■ 練習問題:
1) 本文について、次の問いに答えてください。
(a) 表は何を何枚使って作られたか。
(b) 表を完成させた後、お母さんとどのような手段で連絡したか。
(c) 著者の先生は、どのような人の一人だったか。
2) 本文の「私はとにかくまず情報を集めた。」から「表を完成させて、お母さんに電話した。」までを、一字も変えずに書き写してください。
3) 次の各文が本文の内容と合っているかを「はい」か「いいえ」で答え、判断の根拠となる本文の語句をそのまま引用してください。
(a) 表には絵や多くの色が使われている。
(b) 私はお母さんにこの治療を強制することにした。
(c) お母さんは最初から抗がん剤や放射線を受けたいと思っていた。

■ 本文:

⁂

私はとにかくまず情報を集めた。
もっと知らなくてはいけない事がたくさんあるはず。
 
早速買ってきた本を開き、『セルフ療法』に関することをノートにまとめて、翌日、お母さんが見やすいように
大きめの画用紙4枚の表をつくった。
私なりの絵を加えたりたくさん色を使ったり・・・とにかく気分を沈めないように、明るく治るイメージを持って。
『これで治る!misatoのマル秘情報」というタイトルもつけてみた。
でも、お母さんに決してこの治療を強制することのないように、少しずつ「こんな方法を見つけたよ」と伝えることにした。
 
表を完成させて、お母さんに電話した。
「ちょっとおもしろい本を見つけて・・・」と切り出して、少しずつセルフ療法の話をしてみる。
本には化学療法を受けなくても自分の治癒力でガンを克服した人の話がたくさん載っていた。
著者の先生もまたその一人だった。
お母さんに「病院の治療に頼りっきりになるんじゃなくて、自分の中の治癒力を引き出せばきっと治るよ」と伝えた。
 
すると、「お母さんもね、抗がん剤とか放射線とか、最初から受けたくなかったよ。お母さんの周りでも
それで苦しんでいる人たくさん知ってるし、いっぱいお金掛けてそれでもダメだった人も知ってるし。

⁂

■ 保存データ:
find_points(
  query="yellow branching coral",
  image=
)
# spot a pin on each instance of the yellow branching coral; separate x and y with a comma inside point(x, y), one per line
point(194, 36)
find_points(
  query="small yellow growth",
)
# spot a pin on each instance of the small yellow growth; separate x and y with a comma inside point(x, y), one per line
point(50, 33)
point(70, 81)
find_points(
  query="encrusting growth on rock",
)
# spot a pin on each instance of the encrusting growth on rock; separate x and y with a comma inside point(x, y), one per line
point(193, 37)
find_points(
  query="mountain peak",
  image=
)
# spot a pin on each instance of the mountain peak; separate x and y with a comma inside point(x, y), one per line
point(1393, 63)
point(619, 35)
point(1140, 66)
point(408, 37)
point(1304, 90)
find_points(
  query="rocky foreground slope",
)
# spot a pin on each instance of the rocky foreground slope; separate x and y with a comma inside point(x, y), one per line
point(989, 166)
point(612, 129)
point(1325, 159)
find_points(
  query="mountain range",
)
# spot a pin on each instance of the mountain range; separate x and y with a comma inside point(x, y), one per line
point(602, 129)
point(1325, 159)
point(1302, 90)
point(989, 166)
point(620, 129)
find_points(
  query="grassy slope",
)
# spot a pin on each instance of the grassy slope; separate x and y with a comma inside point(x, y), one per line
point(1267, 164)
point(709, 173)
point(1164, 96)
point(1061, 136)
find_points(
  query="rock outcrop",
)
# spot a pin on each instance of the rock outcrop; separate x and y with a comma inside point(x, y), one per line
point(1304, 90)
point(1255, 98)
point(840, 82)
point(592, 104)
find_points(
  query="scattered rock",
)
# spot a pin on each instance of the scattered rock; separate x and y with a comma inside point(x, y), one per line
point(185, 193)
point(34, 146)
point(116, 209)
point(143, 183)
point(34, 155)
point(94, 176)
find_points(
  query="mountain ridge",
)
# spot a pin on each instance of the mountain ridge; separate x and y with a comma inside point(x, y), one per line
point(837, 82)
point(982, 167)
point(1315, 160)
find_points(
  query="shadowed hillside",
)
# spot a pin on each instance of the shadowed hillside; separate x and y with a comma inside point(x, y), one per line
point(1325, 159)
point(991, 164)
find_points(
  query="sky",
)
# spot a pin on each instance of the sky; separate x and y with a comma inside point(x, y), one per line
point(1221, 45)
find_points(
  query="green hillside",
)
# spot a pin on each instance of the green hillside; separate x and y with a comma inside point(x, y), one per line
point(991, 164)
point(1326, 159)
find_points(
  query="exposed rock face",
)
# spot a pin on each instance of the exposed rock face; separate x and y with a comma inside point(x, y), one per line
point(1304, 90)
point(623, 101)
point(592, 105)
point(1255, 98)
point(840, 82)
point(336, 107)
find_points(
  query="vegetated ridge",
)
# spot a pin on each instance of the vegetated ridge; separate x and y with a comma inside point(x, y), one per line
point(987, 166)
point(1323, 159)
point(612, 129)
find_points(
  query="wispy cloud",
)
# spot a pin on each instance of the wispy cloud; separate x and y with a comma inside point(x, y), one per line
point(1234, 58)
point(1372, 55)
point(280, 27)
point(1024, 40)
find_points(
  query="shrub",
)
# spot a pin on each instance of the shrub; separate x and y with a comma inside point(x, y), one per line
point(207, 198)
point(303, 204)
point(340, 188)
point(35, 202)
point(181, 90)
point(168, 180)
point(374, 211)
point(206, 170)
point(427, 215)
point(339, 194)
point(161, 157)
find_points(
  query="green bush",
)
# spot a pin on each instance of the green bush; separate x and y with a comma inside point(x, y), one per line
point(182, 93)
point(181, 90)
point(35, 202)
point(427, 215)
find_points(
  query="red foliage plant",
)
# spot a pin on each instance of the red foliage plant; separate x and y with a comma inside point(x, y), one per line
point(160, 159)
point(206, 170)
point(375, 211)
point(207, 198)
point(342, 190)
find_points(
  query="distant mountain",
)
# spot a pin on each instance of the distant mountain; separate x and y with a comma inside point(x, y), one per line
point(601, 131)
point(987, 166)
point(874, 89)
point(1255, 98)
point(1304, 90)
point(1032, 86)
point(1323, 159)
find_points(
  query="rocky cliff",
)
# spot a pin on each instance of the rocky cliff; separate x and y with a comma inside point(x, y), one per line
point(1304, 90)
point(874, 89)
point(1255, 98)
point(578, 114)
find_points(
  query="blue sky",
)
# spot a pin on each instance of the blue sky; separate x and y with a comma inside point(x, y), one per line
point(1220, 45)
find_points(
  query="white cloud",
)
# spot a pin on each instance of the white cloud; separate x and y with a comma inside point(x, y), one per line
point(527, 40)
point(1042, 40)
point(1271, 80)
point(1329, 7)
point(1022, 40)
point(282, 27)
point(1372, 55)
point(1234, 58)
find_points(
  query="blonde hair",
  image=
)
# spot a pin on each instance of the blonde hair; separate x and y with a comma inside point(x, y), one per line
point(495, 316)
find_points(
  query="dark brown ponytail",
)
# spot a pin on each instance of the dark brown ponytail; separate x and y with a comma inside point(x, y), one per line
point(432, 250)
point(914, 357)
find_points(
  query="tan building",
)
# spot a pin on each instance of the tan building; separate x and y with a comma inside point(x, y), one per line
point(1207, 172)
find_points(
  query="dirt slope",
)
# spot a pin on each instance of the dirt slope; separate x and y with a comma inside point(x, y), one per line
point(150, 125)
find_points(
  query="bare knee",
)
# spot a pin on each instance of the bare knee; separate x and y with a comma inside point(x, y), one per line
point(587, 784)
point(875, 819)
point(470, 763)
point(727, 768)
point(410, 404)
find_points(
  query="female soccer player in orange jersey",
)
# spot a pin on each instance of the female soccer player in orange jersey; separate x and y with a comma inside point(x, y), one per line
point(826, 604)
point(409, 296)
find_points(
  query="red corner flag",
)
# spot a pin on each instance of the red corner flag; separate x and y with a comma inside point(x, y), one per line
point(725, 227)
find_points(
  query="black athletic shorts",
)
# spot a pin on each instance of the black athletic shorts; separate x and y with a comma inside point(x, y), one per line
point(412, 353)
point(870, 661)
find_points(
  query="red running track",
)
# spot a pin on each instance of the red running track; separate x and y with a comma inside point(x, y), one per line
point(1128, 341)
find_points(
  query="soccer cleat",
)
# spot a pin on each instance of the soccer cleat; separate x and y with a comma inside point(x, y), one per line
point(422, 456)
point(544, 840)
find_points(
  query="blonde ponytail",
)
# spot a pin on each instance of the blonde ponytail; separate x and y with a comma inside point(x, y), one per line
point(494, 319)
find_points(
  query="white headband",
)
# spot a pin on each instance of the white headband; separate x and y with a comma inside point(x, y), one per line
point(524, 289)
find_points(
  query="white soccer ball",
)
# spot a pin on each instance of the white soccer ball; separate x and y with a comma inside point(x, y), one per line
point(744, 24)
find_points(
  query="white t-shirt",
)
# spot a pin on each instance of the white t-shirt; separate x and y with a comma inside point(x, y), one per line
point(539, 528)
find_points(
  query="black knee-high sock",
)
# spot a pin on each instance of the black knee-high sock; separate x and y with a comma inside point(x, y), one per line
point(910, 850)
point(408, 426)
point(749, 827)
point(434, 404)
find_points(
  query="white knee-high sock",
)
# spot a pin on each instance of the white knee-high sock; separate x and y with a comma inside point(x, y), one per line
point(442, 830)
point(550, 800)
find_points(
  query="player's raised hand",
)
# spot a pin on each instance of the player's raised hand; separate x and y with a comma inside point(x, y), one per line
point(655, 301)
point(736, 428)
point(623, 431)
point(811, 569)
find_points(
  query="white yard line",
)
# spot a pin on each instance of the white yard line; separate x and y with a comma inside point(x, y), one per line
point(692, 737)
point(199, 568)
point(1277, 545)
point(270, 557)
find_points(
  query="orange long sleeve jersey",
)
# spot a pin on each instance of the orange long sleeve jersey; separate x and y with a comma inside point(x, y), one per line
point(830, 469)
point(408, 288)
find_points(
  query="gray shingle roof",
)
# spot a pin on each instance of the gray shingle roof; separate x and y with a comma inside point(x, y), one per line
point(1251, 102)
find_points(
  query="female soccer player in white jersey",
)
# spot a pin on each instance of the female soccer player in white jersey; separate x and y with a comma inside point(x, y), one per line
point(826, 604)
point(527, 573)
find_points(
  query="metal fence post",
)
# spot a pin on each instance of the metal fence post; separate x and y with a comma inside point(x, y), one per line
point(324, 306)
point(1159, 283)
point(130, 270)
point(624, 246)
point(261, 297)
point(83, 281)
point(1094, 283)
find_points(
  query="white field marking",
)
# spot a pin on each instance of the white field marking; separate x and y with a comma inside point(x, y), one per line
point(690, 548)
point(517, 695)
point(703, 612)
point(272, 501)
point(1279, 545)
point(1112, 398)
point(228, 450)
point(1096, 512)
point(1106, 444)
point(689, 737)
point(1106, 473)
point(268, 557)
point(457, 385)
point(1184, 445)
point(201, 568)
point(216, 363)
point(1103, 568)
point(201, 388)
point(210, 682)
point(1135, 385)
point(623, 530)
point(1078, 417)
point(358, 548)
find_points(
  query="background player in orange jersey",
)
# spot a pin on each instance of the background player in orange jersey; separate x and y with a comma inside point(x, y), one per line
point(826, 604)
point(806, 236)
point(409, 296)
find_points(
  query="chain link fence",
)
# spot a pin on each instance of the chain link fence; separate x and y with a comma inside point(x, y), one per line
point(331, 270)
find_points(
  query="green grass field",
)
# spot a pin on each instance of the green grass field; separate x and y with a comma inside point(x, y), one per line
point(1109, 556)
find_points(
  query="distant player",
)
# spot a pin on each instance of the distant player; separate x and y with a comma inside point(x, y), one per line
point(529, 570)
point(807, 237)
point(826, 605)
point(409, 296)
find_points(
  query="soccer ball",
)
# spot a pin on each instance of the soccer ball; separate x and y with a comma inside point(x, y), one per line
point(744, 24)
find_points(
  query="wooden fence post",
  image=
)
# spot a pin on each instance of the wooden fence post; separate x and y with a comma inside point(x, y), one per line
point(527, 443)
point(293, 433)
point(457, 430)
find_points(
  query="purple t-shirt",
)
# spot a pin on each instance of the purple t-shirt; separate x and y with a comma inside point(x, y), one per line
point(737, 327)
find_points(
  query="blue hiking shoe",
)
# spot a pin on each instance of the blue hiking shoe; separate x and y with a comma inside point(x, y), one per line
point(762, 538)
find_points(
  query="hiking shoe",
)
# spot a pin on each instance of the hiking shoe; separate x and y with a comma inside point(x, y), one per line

⁂

■ 解答:
1)
(a) 大きめの画用紙4枚
(b) 電話
(c) 化学療法を受けなくても自分の治癒力でガンを克服した人

2)
私はとにかくまず情報を集めた。
もっと知らなくてはいけない事がたくさんあるはず。
 
早速買ってきた本を開き、『セルフ療法』に関することをノートにまとめて、翌日、お母さんが見やすいように
大きめの画用紙4枚の表をつくった。
私なりの絵を加えたりたくさん色を使ったり・・・とにかく気分を沈めないように、明るく治るイメージを持って。
『これで治る!misatoのマル秘情報」というタイトルもつけてみた。
でも、お母さんに決してこの治療を強制することのないように、少しずつ「こんな方法を見つけたよ」と伝えることにした。
 
表を完成させて、お母さんに電話した。

3)
(a) はい。「私なりの絵を加えたりたくさん色を使ったり」
(b) いいえ。「お母さんに決してこの治療を強制することのないように」
(c) いいえ。「抗がん剤とか放射線とか、最初から受けたくなかったよ」